DATA LISTING:
————

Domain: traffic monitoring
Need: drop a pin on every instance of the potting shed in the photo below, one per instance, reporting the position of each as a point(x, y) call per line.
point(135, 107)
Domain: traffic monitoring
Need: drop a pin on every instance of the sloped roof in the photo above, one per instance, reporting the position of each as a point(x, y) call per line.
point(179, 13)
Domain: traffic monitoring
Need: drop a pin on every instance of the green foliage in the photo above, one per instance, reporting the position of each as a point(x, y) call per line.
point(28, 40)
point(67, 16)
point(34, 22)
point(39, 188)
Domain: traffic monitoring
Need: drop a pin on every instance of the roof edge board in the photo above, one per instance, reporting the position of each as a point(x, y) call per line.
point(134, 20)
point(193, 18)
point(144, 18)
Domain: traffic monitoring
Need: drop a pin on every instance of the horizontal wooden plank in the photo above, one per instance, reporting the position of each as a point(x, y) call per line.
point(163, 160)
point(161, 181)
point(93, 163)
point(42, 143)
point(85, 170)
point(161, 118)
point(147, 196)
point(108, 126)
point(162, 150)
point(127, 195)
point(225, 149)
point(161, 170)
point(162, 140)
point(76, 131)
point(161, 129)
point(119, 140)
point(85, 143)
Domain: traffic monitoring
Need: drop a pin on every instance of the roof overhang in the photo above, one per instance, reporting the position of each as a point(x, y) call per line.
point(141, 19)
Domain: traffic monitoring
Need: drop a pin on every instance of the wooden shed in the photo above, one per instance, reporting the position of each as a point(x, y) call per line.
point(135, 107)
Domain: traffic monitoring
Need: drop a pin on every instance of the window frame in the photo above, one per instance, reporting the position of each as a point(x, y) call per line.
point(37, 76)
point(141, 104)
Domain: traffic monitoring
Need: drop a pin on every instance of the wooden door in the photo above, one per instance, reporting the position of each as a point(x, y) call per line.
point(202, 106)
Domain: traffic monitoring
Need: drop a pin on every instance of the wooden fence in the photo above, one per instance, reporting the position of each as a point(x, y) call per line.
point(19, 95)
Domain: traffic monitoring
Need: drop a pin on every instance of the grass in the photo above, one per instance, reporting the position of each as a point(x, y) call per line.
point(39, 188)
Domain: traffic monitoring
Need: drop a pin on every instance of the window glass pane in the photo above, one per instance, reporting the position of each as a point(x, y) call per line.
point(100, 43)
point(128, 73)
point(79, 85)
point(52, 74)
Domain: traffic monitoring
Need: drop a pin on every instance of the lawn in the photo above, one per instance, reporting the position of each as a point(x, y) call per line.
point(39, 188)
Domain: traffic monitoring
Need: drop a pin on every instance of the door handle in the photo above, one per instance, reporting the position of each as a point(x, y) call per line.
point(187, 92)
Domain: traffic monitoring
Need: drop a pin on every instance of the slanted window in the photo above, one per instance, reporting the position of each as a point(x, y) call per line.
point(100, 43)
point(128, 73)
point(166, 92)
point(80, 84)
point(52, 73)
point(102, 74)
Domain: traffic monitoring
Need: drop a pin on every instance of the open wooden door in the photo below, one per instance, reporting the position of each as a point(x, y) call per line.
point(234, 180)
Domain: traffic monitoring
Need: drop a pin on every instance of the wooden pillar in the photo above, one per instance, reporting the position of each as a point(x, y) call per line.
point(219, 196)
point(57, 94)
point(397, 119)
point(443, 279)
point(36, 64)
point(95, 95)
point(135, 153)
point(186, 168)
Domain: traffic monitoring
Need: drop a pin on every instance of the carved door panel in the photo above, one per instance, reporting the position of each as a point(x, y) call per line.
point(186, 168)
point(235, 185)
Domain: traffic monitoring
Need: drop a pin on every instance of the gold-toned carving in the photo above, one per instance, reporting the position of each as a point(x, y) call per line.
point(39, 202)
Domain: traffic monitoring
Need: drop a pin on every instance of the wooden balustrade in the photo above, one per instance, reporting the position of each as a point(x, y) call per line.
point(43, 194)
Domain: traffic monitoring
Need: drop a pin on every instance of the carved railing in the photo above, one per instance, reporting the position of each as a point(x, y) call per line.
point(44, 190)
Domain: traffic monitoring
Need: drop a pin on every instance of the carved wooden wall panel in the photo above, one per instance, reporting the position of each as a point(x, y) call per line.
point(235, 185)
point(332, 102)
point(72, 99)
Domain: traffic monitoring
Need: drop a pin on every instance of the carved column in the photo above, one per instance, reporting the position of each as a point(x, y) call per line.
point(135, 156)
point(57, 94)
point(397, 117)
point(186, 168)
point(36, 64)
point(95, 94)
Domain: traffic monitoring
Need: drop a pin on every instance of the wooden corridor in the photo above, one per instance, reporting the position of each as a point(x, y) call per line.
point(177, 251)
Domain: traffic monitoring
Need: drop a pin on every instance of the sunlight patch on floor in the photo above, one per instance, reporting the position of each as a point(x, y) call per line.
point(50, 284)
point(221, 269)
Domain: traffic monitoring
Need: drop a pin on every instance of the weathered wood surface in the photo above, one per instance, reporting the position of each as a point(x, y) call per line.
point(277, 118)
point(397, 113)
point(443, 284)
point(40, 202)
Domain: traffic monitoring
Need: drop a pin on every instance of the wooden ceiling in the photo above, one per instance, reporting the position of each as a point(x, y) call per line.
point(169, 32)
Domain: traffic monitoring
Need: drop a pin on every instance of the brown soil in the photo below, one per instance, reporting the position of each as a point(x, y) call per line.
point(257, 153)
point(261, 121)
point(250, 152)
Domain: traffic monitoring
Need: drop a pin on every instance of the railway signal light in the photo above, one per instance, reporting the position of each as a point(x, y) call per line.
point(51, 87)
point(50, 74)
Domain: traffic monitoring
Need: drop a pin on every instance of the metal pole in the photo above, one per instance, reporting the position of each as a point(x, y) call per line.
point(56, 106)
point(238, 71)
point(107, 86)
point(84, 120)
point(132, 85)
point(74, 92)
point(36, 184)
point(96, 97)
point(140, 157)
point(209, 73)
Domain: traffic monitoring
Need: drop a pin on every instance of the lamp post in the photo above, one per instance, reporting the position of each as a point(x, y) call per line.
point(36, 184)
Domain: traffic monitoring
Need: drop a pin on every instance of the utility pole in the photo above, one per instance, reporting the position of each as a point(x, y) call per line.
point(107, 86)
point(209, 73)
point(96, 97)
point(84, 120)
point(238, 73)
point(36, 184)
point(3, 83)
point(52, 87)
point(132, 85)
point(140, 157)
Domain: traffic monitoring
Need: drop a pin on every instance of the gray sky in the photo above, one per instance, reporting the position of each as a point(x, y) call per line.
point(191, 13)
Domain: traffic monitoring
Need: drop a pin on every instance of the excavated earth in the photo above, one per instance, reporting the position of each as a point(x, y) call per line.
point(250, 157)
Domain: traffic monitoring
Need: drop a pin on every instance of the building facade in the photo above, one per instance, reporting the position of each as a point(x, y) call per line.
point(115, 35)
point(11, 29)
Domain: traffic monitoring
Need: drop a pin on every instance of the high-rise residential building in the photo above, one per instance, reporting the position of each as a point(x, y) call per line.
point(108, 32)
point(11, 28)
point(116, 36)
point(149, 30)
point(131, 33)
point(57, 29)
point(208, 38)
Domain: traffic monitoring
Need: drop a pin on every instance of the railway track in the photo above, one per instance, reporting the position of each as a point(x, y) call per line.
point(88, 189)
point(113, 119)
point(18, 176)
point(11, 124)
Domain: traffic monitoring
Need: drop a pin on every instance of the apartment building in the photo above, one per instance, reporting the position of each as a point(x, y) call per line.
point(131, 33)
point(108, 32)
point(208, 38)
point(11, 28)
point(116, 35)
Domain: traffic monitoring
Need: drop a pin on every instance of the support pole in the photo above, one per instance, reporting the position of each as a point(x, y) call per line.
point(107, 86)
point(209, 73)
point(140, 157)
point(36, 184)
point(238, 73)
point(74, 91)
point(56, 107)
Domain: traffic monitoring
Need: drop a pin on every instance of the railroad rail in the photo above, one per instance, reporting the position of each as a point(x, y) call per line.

————

INSTRUCTION:
Return every line of the records above that contains the word "shed".

SOLUTION TO THIS PROBLEM:
Need: drop a pin on every instance of the potting shed in the photo below, one per instance, reporting the position of each as a point(x, y) call per line.
Need: drop a pin on every instance of the wooden shed in the photo above, one per instance, reporting the position of each as a point(x, y) call per line.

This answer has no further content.